*Exercise brief*
The answer must be every entry, retyped without a single difference.

*Records for processing*
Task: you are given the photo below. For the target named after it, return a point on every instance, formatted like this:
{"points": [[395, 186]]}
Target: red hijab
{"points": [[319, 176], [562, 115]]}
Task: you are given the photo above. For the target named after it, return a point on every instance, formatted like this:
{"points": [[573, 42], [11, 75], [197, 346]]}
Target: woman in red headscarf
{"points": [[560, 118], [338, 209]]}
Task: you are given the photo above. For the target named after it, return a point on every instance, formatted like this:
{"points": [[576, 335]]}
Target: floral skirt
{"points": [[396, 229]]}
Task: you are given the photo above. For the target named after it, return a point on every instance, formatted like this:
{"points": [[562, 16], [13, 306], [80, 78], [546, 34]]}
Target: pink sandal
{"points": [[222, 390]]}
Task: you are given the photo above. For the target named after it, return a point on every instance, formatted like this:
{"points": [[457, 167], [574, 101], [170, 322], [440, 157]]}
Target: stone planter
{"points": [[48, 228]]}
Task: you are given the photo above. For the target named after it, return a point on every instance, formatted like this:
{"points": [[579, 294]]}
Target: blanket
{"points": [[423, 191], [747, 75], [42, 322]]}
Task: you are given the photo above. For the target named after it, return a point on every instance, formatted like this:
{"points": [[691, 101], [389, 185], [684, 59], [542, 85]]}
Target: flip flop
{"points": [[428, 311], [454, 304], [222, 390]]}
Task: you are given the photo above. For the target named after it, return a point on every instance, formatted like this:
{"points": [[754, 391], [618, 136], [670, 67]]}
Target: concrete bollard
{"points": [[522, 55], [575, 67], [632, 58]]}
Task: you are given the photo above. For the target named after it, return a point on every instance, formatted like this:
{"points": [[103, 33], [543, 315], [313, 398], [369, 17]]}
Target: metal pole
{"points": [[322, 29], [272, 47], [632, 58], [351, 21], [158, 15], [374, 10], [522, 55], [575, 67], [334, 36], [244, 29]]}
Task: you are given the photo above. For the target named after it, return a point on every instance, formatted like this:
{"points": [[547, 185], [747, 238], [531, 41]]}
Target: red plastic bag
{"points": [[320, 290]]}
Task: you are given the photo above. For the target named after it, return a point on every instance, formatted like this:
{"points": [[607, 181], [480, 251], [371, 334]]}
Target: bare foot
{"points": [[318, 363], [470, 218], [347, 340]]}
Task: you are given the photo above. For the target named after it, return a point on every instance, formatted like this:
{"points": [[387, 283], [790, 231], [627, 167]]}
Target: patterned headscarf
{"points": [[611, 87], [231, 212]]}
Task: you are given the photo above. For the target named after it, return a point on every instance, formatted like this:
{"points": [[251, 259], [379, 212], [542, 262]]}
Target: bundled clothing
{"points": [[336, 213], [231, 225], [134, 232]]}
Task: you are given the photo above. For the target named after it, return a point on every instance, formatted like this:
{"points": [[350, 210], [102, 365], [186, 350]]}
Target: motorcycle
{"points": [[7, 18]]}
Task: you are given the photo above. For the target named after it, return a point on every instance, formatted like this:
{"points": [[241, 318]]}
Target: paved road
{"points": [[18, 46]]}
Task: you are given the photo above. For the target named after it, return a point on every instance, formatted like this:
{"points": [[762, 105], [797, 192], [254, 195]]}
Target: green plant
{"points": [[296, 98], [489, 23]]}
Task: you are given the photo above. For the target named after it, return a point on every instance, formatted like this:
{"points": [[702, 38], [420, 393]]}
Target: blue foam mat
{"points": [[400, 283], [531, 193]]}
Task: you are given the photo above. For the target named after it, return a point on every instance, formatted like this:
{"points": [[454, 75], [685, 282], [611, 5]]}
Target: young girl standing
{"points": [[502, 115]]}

*Completed exercise*
Task: you are given the photo below. For the target named after it, return a point on every instance, formatted like this:
{"points": [[395, 186]]}
Target: red hijab
{"points": [[319, 176], [562, 115]]}
Task: you are given the photo above. For the target named after it, return a point on every instance, formatted like this:
{"points": [[573, 42], [11, 75], [197, 346]]}
Target: woman in red headscarf
{"points": [[560, 118], [338, 209]]}
Task: you are given the photo above. For the target named after it, return a point on every instance, formatted like this:
{"points": [[576, 335]]}
Target: floral skirt
{"points": [[396, 229]]}
Task: you are given the photo above. For the target named after it, return a point on every instance, formatted like this:
{"points": [[562, 16], [13, 306], [80, 78], [546, 34]]}
Target: pink sandal
{"points": [[222, 390]]}
Task: you are given the photo above. For the target named after it, return a point on every instance, formatted like this:
{"points": [[457, 167], [574, 101], [170, 322], [440, 157]]}
Target: stone planter
{"points": [[48, 228]]}
Task: you are given the photo above. For the target named after it, return a point on every instance, formatted like this:
{"points": [[579, 294]]}
Target: blanket
{"points": [[423, 191], [747, 75], [42, 322]]}
Task: you are given the photo above. For the target named after it, return a point on every instance, formatted like this:
{"points": [[691, 101], [389, 185], [684, 59], [542, 85]]}
Target: flip flop
{"points": [[428, 311], [454, 304], [222, 390]]}
Task: you are given the photo above. For the target named after it, return a point on every instance, formatted like this:
{"points": [[754, 391], [618, 136], [670, 67]]}
Target: concrete bollard
{"points": [[522, 55], [575, 67], [632, 58]]}
Task: you are given the photo above. For the target named after it, return a point on every instance, formatted like this:
{"points": [[103, 33], [543, 315], [313, 398], [369, 17]]}
Target: metal pole
{"points": [[322, 29], [272, 47], [632, 58], [351, 21], [158, 15], [374, 10], [522, 55], [575, 67], [334, 36], [244, 29]]}
Task: you are given the photo above. For the target named after it, return a point on every instance, formatted like this:
{"points": [[547, 185], [747, 238], [531, 41]]}
Target: red plastic bag
{"points": [[320, 290]]}
Task: you are given the photo above. For the target named after it, return a point on every instance, formatted like this:
{"points": [[607, 181], [480, 251], [371, 334]]}
Target: bare foot
{"points": [[318, 363], [470, 218], [347, 340]]}
Task: you are given the photo above. For the target named after it, return a point on every instance, formatted like this:
{"points": [[387, 283], [790, 231], [627, 167]]}
Target: patterned headscarf
{"points": [[611, 87], [231, 212]]}
Task: you are given the photo above. For the target named after it, return a point on every instance, formatted like this:
{"points": [[251, 259], [379, 212], [542, 262]]}
Target: bundled clothing
{"points": [[336, 213], [231, 225], [134, 232]]}
Task: you are given the photo above. For the target named after it, return a point on every instance, formatted like this:
{"points": [[350, 210], [102, 365], [186, 350]]}
Target: motorcycle
{"points": [[7, 18]]}
Task: you are given the photo above. For the target named after it, return a point on every instance, formatted like this:
{"points": [[241, 318]]}
Target: paved road
{"points": [[18, 46]]}
Task: you are given the photo above. For the target named after it, return a point on every instance, formatted like this:
{"points": [[762, 105], [797, 192], [254, 195]]}
Target: green plant
{"points": [[296, 98], [489, 23]]}
Task: you are given the photo above. For the target named after it, return a point on every instance, formatted like this:
{"points": [[702, 38], [420, 393]]}
Target: blue foam mat
{"points": [[400, 283], [531, 193]]}
Task: you are given the photo above. For the target named after it, return a point on every instance, formatted like this:
{"points": [[454, 75], [685, 282], [611, 5]]}
Target: young girl standing
{"points": [[502, 115]]}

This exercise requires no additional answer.